- [READING TEXT]
+ + + +

However, the shortsightedness of Proposition 13 became apparent fairly quickly. As Graffin recalls, “after the passage of Proposition 13, huge holes formed in the state’s education budget. The proposition also mandated that the state legislature could not raise taxes for any reason without a two-thirds majority vote. This meant that not only schools, but health care, welfare, public works, and even fire departments were soon to be strapped for cash, basically eroding the foundational substrate of society for most California citizens.” Without proper funding, this meant that Graffin’s mother’s department would have to be shut down. Even the huge increase of tuition couldn’t cover the loss of funds that came from property taxes. According to Graffin, “With its dependency on state funding, the University of California’s budget was gutted in 1978….Mom’s staff had to be fired, and shortly thereafter, her position was terminated. Her career as an academic was over.” However, high property taxes weren’t the only reason why Proposition 13 was pushed so hard. Graffin elaborates on the true political aims of the Proposition:

In some ways, in hindsight, the termination of a department headed by a woman in 1979 was par for the course. She was clearly in the crosshairs of an all-too-eager conservative agenda whose misogynist and racist themes have recurred over and over again since the 1960s from the right-wing minority. Taxes are bad, women and minorities shouldn’t be in positions of power (they only got there because they have been unfairly favored), and kids don’t need expensive programs or community-based support or small classrooms for their education and social development. In short, the conservative agenda had been whispering in Mom’s ears all along: Ladies, you’re on your own! So if you want to get divorced, be the head of a household, you better be able to wear the pants because we ain’t going to help you. Don’t come asking your government for handouts to help you with your selfish agenda.

After that, Graffin watched his mother spend the next year writing her dissertation and attaining her PhD while relying on the assistance of a headhunter to help her find work, and she eventually settled into the private sector working as a corporate human resources director. Prior to that, Graffin talks at length about the relationship she had with a Black jazz musician named Chuck who she eventually had to break up with after a late-night argument resulted in him physically abusing her. What can be clearly seen is that early in Graffin’s life, violence—political, social, and personal—was an ever-present force.

+ + + +

- [SUPPLIED ENTRIES]

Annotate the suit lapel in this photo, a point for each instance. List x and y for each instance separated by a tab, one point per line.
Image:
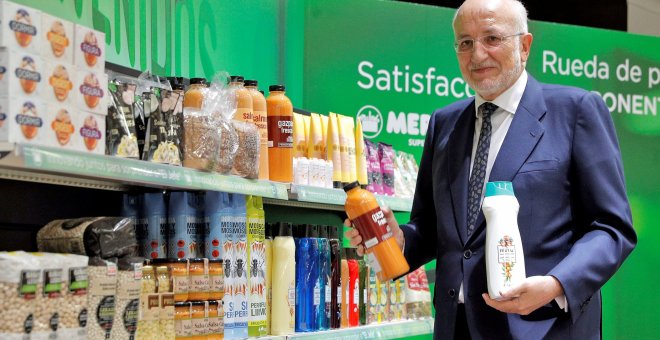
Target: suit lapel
521	139
459	148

+ + + +

- [DIRECTIVES]
**1.** In the passage about Proposition 13, what majority did the proposition require before the state legislature could raise taxes?
**2.** In the passage about Proposition 13, which public services does Graffin name as soon to be strapped for cash?

- [PER-TASK ANSWERS]
**1.** A two-thirds majority vote.

**2.** Schools, health care, welfare, public works, and fire departments.